**Requirement**
Below are records; extract exactly the lines from the one with "Indicate each instance of the drawer" through the final line, including both, but drop the pictures.

**Data entries**
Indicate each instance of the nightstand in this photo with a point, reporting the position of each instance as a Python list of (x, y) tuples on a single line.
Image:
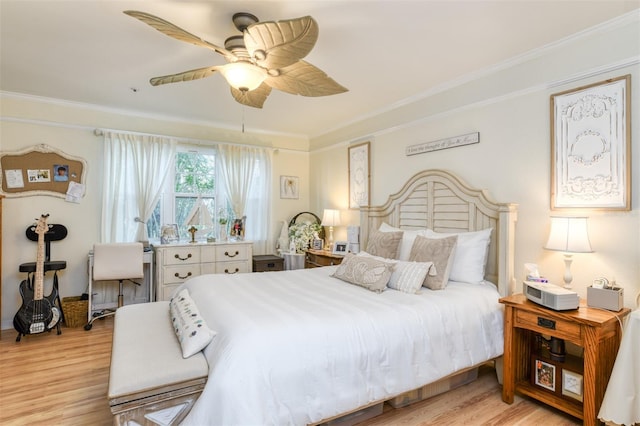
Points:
[(317, 258), (597, 331)]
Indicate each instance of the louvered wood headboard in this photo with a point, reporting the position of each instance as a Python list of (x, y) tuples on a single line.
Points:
[(438, 200)]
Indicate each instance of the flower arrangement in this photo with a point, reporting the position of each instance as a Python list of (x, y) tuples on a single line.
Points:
[(301, 234)]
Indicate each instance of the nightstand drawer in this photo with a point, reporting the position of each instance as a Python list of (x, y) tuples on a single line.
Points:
[(239, 267), (180, 273), (234, 252), (546, 325), (182, 256)]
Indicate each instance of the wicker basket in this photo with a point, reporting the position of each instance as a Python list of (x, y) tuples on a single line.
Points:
[(75, 311)]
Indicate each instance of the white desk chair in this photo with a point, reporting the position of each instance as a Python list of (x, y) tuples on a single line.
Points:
[(116, 261)]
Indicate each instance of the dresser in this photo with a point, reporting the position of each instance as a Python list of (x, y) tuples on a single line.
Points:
[(176, 263)]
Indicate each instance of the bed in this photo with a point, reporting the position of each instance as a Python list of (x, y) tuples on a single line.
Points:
[(300, 347)]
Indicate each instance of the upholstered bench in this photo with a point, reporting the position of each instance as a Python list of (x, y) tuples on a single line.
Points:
[(149, 380)]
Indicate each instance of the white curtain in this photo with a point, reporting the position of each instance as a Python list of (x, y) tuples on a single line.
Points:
[(246, 174), (135, 168)]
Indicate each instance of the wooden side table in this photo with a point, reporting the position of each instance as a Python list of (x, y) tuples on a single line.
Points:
[(318, 258), (597, 331)]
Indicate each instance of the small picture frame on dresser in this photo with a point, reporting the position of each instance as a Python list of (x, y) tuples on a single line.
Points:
[(317, 244), (340, 247)]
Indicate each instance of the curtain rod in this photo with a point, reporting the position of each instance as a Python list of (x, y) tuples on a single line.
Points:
[(199, 142)]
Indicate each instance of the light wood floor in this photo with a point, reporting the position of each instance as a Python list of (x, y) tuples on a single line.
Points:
[(48, 379)]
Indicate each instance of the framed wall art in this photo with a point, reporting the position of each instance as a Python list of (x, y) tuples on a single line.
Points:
[(591, 146), (359, 175), (289, 187)]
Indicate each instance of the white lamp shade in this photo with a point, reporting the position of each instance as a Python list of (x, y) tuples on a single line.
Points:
[(569, 234), (243, 75), (331, 217)]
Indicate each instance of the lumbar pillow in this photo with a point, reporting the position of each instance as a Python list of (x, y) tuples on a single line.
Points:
[(191, 330), (470, 259), (440, 251), (410, 276), (408, 237), (384, 244), (364, 271)]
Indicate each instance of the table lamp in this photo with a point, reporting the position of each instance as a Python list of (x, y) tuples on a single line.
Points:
[(330, 218), (568, 235)]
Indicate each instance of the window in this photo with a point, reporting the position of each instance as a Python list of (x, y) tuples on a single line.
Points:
[(194, 176)]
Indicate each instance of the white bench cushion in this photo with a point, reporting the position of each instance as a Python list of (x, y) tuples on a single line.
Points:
[(146, 354)]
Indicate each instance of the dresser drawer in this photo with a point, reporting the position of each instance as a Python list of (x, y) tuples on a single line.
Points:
[(240, 267), (232, 252), (547, 325), (181, 256), (180, 273)]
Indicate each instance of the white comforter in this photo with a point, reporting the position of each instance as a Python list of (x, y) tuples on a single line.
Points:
[(296, 347)]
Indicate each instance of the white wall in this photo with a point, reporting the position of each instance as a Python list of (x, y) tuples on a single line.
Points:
[(509, 106), (27, 121)]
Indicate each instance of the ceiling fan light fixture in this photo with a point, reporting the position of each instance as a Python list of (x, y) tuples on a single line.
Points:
[(243, 76)]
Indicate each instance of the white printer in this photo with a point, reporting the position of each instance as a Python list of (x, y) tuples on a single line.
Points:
[(551, 295)]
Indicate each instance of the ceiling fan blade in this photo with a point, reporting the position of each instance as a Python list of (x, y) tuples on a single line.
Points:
[(275, 45), (176, 32), (253, 98), (305, 79), (184, 76)]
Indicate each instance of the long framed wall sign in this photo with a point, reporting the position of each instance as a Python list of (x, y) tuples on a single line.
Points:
[(591, 146), (359, 175)]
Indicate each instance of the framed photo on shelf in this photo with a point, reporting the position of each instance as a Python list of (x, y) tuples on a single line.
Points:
[(359, 175), (317, 244), (545, 375), (572, 384), (591, 146), (339, 247)]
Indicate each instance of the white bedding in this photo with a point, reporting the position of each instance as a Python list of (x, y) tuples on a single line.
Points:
[(297, 347)]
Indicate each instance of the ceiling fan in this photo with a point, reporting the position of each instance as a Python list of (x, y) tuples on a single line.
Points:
[(267, 55)]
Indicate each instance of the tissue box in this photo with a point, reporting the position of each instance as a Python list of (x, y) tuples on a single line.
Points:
[(606, 298)]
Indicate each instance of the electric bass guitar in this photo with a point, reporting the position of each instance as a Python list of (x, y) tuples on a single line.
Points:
[(37, 313)]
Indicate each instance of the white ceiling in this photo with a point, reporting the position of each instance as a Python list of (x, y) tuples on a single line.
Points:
[(384, 52)]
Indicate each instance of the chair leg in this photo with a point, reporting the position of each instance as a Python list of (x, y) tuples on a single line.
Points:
[(110, 312)]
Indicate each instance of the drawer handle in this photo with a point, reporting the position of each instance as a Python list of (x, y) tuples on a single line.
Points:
[(546, 323)]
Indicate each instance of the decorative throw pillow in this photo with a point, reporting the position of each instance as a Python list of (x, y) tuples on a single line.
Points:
[(440, 251), (408, 237), (191, 330), (384, 244), (410, 276), (470, 259), (406, 276), (364, 271)]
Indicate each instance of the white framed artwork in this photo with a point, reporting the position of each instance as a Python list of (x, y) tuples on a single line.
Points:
[(591, 146), (289, 187), (359, 175)]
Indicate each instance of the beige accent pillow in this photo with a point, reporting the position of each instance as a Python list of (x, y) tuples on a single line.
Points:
[(384, 244), (440, 251), (364, 271)]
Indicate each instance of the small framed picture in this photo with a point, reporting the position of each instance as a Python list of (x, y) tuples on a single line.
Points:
[(339, 247), (545, 375), (317, 244), (572, 384)]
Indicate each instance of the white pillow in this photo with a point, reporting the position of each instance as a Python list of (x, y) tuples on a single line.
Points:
[(407, 277), (408, 237), (191, 330), (470, 257)]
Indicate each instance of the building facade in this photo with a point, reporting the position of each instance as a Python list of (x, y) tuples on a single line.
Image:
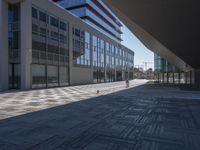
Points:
[(96, 14), (42, 45), (165, 72)]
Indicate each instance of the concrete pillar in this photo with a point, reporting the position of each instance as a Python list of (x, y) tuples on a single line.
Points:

**The answer**
Indicate each instance of the drawer handle in this photo with a point, reporting the position of each instance as a Python list of (x, y) tuples on a single line.
Points:
[(546, 323)]
Indicate each instance of the decorative throw pillow in this photo with a point, reporting the position of each instance as a Python list of (x, y) tuples on a single line.
Points:
[(440, 251), (408, 237), (191, 330), (384, 244), (410, 276), (470, 259), (406, 276), (364, 271)]
Indicate each instance of the white framed artwork in this photo with a point, reporting the position of each instance as a Python list of (x, y) tuples on a single line.
Points:
[(591, 146), (289, 187), (359, 175)]
Indicate each instance of the beige accent pillow in this photo with a point, reporting the position of each instance as a Python list of (x, y) tuples on a single line.
Points:
[(384, 244), (440, 251), (364, 271)]
Indicate each instance of the small framed picture in this photo with a point, reporting the position of each instance as a Python list of (x, y) tuples on a single line.
Points:
[(339, 247), (545, 375), (317, 244), (572, 384)]
Indicate each instance of the white pillow in this photo with a point, reporting the position of each instance as a Python list of (x, y) tuples on a single line.
Points:
[(407, 277), (408, 237), (191, 330), (470, 257)]
Indicate each instance of the building facade in this photo with a point, reporting the position of each instance as a Python list of (x, y) tuples on a single line.
Image:
Points:
[(96, 14), (42, 45), (165, 72)]
Indicate each instance of the concrete pillar in this photo with a point, reporting the position of each instance as a Python list of (x, y) tuples on a single line.
Points:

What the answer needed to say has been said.